- _Collection entries_:
━━━━━━━━━━━━━━━━━━━━

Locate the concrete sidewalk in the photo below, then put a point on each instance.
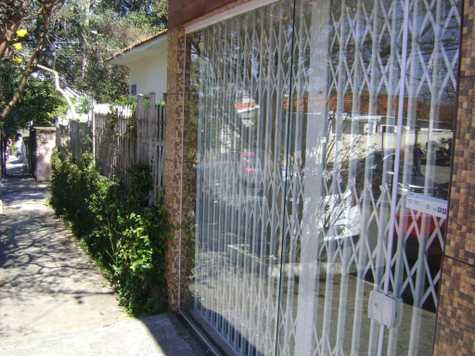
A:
(53, 299)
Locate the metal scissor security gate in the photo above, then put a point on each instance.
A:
(325, 133)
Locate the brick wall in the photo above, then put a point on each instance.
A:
(455, 333)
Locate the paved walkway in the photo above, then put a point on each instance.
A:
(54, 301)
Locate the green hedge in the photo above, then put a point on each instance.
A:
(124, 235)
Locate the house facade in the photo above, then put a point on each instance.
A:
(147, 64)
(318, 166)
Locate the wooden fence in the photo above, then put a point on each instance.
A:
(123, 137)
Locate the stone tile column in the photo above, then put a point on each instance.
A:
(455, 333)
(179, 172)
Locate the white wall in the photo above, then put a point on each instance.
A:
(147, 69)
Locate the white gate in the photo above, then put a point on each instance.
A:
(325, 132)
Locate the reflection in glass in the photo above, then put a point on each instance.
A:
(325, 133)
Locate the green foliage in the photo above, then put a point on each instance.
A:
(88, 33)
(40, 103)
(114, 222)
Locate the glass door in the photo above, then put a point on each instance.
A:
(325, 132)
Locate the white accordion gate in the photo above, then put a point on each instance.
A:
(325, 132)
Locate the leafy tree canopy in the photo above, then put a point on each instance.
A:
(39, 104)
(88, 32)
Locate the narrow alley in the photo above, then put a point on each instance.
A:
(53, 299)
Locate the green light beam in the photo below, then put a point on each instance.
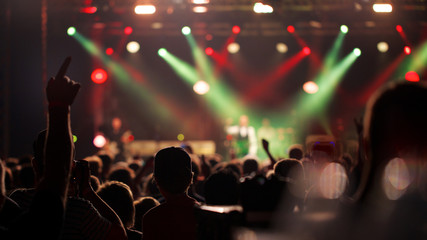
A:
(122, 76)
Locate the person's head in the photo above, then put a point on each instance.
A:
(396, 121)
(250, 166)
(122, 174)
(26, 176)
(395, 126)
(106, 165)
(244, 121)
(142, 206)
(172, 170)
(289, 169)
(296, 151)
(222, 188)
(119, 197)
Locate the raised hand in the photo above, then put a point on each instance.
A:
(60, 90)
(265, 144)
(82, 174)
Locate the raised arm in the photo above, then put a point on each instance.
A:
(265, 145)
(82, 173)
(59, 147)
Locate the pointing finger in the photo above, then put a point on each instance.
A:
(63, 69)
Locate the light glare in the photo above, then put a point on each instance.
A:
(186, 30)
(233, 48)
(200, 9)
(200, 1)
(383, 7)
(382, 47)
(99, 141)
(133, 47)
(281, 47)
(71, 31)
(162, 52)
(145, 9)
(357, 52)
(262, 8)
(201, 87)
(310, 87)
(344, 29)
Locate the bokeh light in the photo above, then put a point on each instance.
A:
(99, 141)
(133, 47)
(99, 76)
(310, 87)
(201, 87)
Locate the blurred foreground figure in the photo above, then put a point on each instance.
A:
(394, 187)
(175, 218)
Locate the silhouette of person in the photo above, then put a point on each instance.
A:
(173, 219)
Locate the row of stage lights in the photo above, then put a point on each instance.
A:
(234, 47)
(202, 6)
(201, 87)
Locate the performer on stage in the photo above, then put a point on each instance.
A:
(243, 137)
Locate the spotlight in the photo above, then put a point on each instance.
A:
(99, 76)
(162, 52)
(88, 10)
(382, 46)
(109, 51)
(208, 37)
(201, 87)
(186, 30)
(407, 50)
(99, 141)
(262, 8)
(357, 52)
(71, 31)
(383, 8)
(236, 29)
(344, 29)
(128, 30)
(306, 50)
(145, 9)
(209, 51)
(200, 1)
(281, 47)
(133, 47)
(412, 76)
(233, 48)
(180, 137)
(200, 9)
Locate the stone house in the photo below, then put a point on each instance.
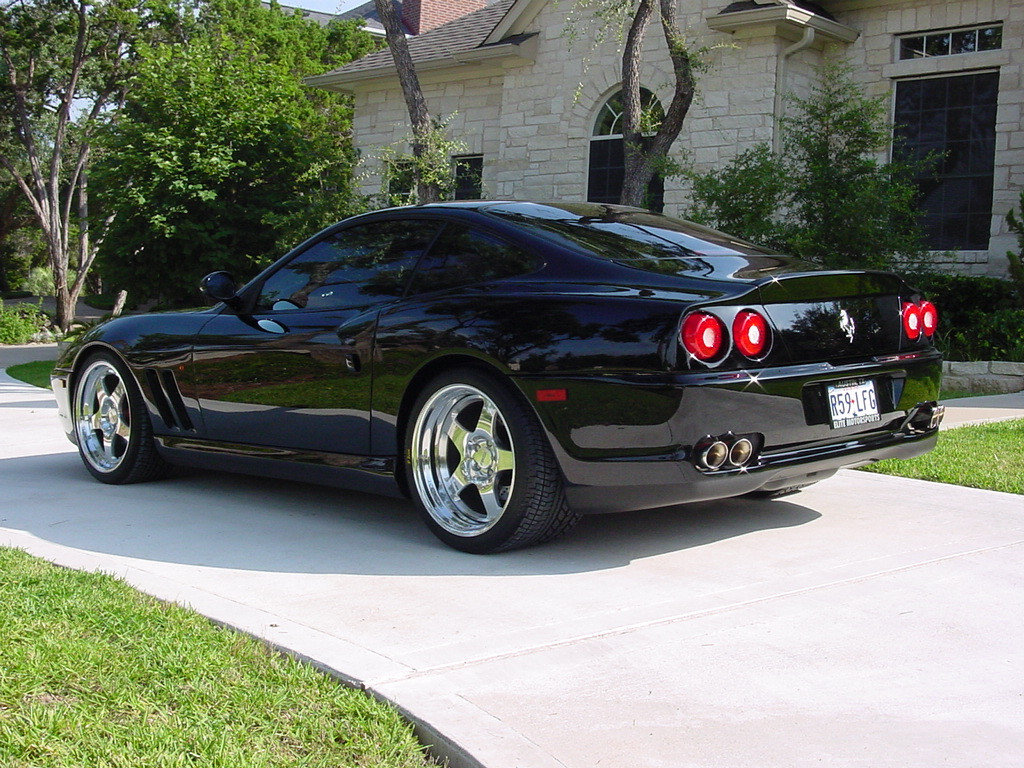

━━━━━━━━━━━━━━━━━━━━

- _What you are asked to do_: Your answer should be the lines above, from the line containing "Locate the person's" up to and including the line containing "Locate the raised arm", reproduced exactly and with nothing else.

- _Solution to the problem_:
Locate the person's head in the photo above, then put a point on each instance.
A:
(396, 121)
(250, 166)
(122, 174)
(26, 176)
(395, 126)
(106, 165)
(244, 121)
(142, 206)
(172, 170)
(289, 169)
(296, 151)
(222, 188)
(119, 197)
Locate the raised hand in the photo above, then put a point on each instance.
A:
(60, 90)
(265, 144)
(82, 174)
Locate the raised arm in the photo above, then put a point on each instance.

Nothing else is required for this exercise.